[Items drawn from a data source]
—————

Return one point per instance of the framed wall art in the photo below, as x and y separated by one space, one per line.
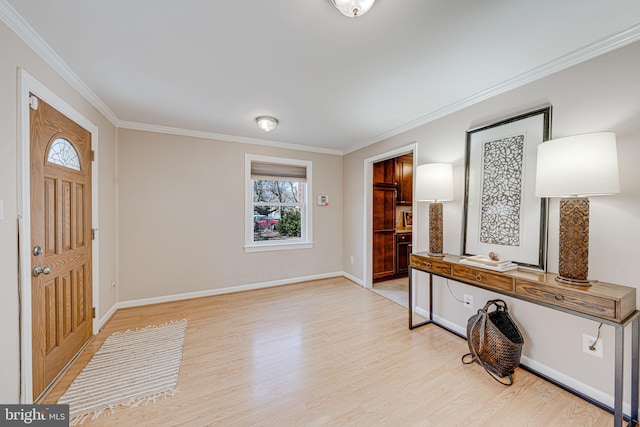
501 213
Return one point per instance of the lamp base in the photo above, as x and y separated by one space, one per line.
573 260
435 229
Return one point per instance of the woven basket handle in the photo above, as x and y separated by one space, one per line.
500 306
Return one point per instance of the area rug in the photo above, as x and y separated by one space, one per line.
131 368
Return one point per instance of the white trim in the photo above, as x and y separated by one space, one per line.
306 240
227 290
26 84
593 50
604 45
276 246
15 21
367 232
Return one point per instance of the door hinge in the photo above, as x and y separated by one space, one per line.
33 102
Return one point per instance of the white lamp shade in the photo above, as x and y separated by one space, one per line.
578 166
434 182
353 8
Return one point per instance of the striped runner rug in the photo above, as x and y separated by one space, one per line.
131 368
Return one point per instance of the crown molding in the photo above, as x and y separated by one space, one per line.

—————

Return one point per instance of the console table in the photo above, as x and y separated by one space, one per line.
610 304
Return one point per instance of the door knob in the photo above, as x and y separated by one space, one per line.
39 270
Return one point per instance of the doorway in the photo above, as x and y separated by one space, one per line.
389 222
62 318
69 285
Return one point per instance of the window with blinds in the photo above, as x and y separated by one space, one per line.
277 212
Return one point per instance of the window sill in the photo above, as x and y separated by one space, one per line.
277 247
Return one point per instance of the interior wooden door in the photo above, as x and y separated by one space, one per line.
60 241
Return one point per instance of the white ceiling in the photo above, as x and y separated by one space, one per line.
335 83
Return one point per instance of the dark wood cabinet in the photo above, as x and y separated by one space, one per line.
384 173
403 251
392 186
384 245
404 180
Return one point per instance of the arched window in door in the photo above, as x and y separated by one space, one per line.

—————

_AIM OF THE TASK_
Quote the records word for word, starting with the line that contains "Return one point per instance of the door hinge" and ending with the line that contains "Return one point per instance of the crown". Include both of those lines.

_RESPONSE TO THE TASK_
Return one point per instance of the door hinge in the photo above, as x and y separated by one space, one per line.
33 102
Return one point per instance of the white lamp shade in the photo above, as x and y separated by one space, one per line.
578 166
434 182
353 8
Return one point per instance of the striped runner rug in the photo above, as x and y separated by one space, one per line.
131 368
Return one point per instance of the crown molding in the photo above, as x and y separated by one space, one per line.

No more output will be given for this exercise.